## Text passage:

--------------------

The second class of models that we see are large scale model training. You can imagine these are the most cutting edge image and text based models that you see in the industry. They can be all the way 7 billion or more number of parameters. And for these specific types of models, we leverage the Ultra Clusters with AWS that which mentioned about.

And the reason why we use these is because training such models at scale requires you to actually shard the model and achieve both pipeline and tensor parallelism. And so they not only run on multiple GPUs, they actually need hundreds of GPUs that are scattered across multiple nodes. And so retaining a very low GPU to GPU communication latency is extremely essential to have a reasonable training time for these jobs.

And for this reason, we use Ultra Clusters on AWS Batch. And in addition to that, we actually use these Ultra Clusters with AWS EFA which is also what which referred to as a means to achieve very low latency GPU to GPU communication.

Some of the early ones that we have seen with this is these large scale training jobs can speed up almost two x in their job run time. And in the diagram, you can see that these are still orchestrated through our internal infrastructure where we call into the friendly APIs of AWS Batch and they orchestrate the Ultra Cluster for us.

And you can see that the Ultra Cluster is a densely packed GPU cluster of P4D instance types which are interconnected using EFA within these models. Again, you can see a lot more diversification, right? Like I already highlighted the compute intensive jobs which do need Ultra Clusters and very low late in GPU to GPU communication.

--------------------

## Available data:
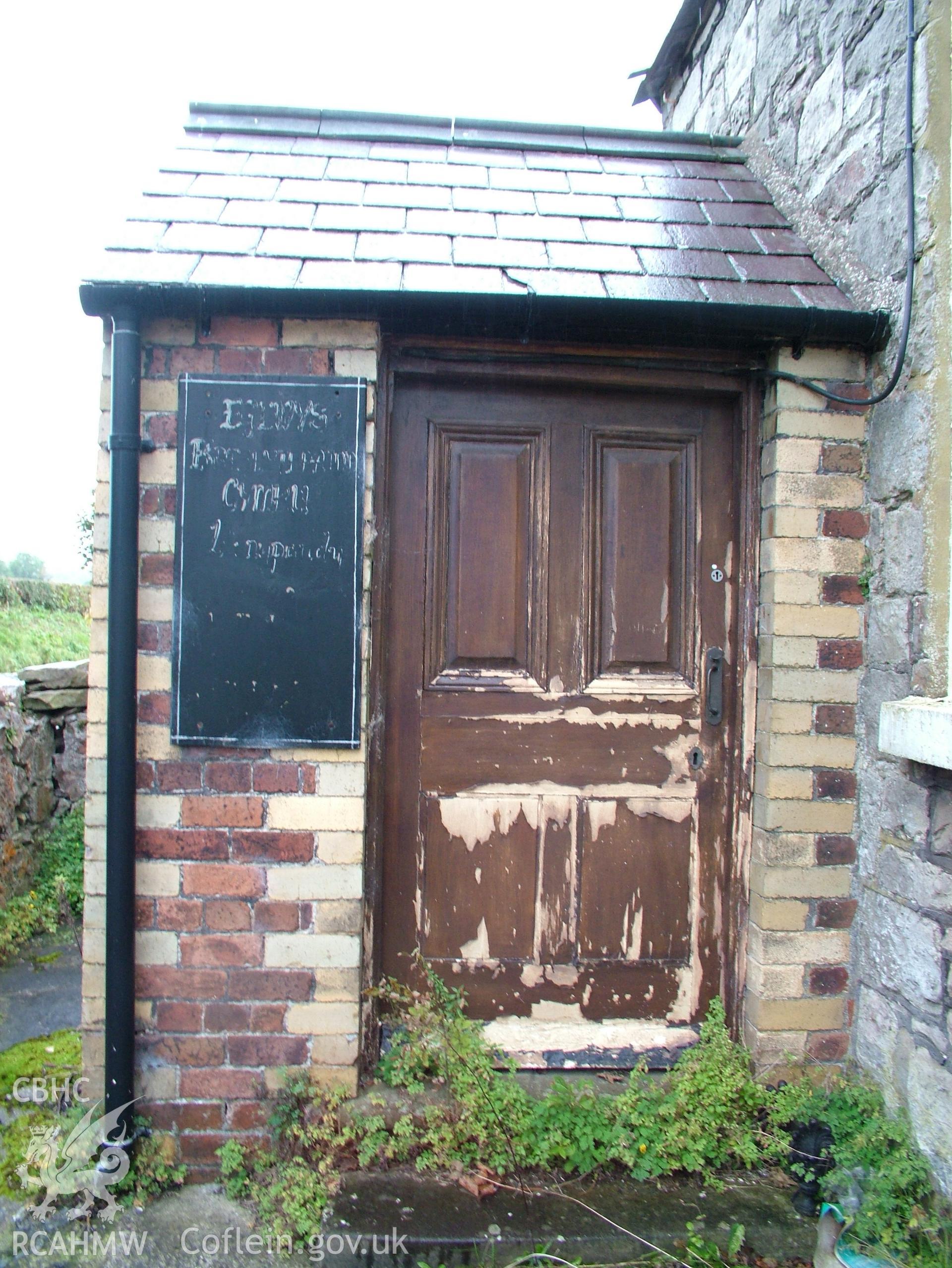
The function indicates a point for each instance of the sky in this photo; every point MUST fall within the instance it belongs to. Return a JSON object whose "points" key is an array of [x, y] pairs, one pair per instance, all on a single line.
{"points": [[94, 94]]}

--------------------

## Problems:
1. In the passage on large-scale model training, what instance type makes up the densely packed GPU cluster?
2. Continue the passage on large-scale model training from its last sentence.

## Replies:
1. P4D instance types.

2.
But as you can imagine, Pinterest is a kind of an ecosystem where you have pins, boards, users. And you can imagine it like a graph. So graph neural networks are actually a very useful technique that we apply everywhere in our product. But training these kinds of models actually need heterogeneous mix of different instance types. You don't just need the GPU instances, you actually need memory heavy CPU instances and you also need storage instances.

So these workloads use a mix of r5 instances, p4d instances and i4i instances. So these kinds of workloads we actually orchestrate on AWS Batch. But you can see that these are not actually orchestrated on ultra cluster. And the thing that I want to call out here is based on the needs of the job, you need to tailor make the infrastructure that you use to train these models.

And the last one is again vision transformers, but they run on our internal coin infrastructure simply because we have GPUs available there. So again, we use a different flavors of more training setups just within the ecosystem at Pinterest.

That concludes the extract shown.